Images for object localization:

====

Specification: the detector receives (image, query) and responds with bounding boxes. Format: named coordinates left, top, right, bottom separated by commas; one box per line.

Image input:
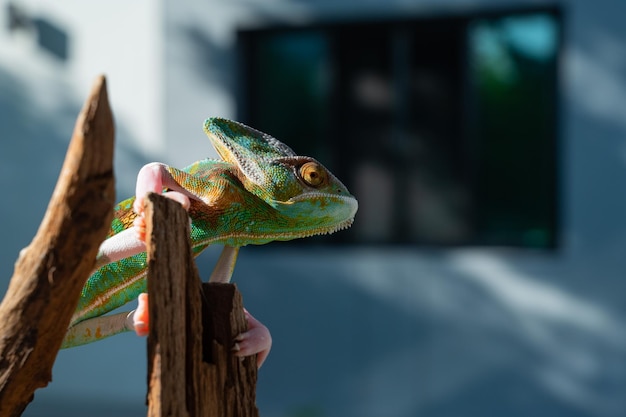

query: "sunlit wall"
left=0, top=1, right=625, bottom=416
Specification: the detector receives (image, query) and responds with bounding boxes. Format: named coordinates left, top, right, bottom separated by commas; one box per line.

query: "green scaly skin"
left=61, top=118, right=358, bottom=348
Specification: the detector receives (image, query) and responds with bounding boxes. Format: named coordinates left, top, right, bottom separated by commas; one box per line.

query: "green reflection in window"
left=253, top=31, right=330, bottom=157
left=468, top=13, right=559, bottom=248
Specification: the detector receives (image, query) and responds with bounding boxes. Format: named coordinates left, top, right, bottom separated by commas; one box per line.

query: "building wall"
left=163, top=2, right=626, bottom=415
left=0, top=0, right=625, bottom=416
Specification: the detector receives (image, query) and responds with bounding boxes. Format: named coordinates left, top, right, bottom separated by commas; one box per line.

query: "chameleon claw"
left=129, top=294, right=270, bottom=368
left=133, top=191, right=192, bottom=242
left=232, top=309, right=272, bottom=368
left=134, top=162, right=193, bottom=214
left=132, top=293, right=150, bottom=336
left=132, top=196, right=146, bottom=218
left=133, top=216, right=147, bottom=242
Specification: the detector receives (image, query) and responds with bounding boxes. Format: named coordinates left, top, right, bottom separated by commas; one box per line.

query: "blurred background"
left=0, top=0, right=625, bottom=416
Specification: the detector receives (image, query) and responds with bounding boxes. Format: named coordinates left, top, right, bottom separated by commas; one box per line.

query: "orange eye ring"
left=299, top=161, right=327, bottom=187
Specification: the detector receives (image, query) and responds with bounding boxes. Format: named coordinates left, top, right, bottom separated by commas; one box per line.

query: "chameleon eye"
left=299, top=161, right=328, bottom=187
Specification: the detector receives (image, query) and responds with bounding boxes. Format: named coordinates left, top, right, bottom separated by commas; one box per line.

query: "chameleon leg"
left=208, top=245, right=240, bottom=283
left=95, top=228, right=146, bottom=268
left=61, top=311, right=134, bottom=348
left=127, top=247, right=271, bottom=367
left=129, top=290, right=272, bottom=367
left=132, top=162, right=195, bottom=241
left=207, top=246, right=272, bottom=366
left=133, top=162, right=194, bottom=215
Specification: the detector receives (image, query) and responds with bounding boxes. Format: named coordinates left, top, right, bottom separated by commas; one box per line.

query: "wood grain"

====

_What needs to be done_.
Print the records above again exactly. Leave out the images.

_Output of the exercise_.
Specification: the detector receives (image, query) and responds with bounding boxes. Format: named coordinates left, top, right, bottom separated by commas; one box per line.

Image input:

query: "sunlit wall"
left=0, top=1, right=625, bottom=416
Specification: the detector receives (image, query) and responds with bounding boxes. Format: named coordinates left, top, right, bottom separated by commas; one box per line.

query: "green scaly skin"
left=61, top=118, right=358, bottom=348
Specification: the detector receives (image, query) and responds with bounding boxes. Format: named coordinates left, top, right, bottom separated by commas; one box per line.

query: "green reflection in window"
left=253, top=31, right=330, bottom=157
left=468, top=13, right=559, bottom=248
Specification: the detector receives (image, query) and responds with bounding boxes. Format: named coordinates left, top, right, bottom separated by commas; one box per line.

query: "building wall"
left=163, top=2, right=626, bottom=415
left=0, top=0, right=625, bottom=416
Specification: the detector receives (image, query) and responds with bounding boxes. Format: named coordinates left, top, right, bottom separated by commas; one box per line.

query: "chameleon claw"
left=129, top=294, right=270, bottom=368
left=133, top=191, right=192, bottom=242
left=232, top=309, right=272, bottom=368
left=134, top=162, right=193, bottom=214
left=132, top=293, right=150, bottom=336
left=132, top=196, right=146, bottom=218
left=133, top=216, right=147, bottom=242
Specification: the detector receives (image, query) and responds with bounding boxes. Format: named coordinates left, top, right, bottom separated by commas; one box per line.

query: "blurred background"
left=0, top=0, right=625, bottom=416
Specification: the detector receives (image, query) and responds with bounding boxes. Format: named coordinates left, top, right, bottom separated by commas; one box per line.

query: "orange eye ring"
left=299, top=161, right=327, bottom=187
Specification: the detector receives (image, query) and responds with bounding boxes. Format: named coordinates left, top, right, bottom separated by commas; one box per line.

query: "chameleon eye"
left=299, top=161, right=328, bottom=187
Specification: the detector receives (image, query) and responds with bounding boxes. Format: named coordinates left, top, right, bottom separated by commas; one box per line.

query: "chameleon leg"
left=208, top=245, right=240, bottom=283
left=95, top=228, right=146, bottom=268
left=61, top=311, right=134, bottom=348
left=127, top=247, right=271, bottom=367
left=129, top=290, right=272, bottom=367
left=132, top=162, right=195, bottom=241
left=207, top=246, right=272, bottom=366
left=133, top=162, right=194, bottom=215
Specification: the detector receives (image, query) and responds with bounding boxes. Format: named coordinates left, top, right, bottom separated by commas; one box per line.

query: "wood grain"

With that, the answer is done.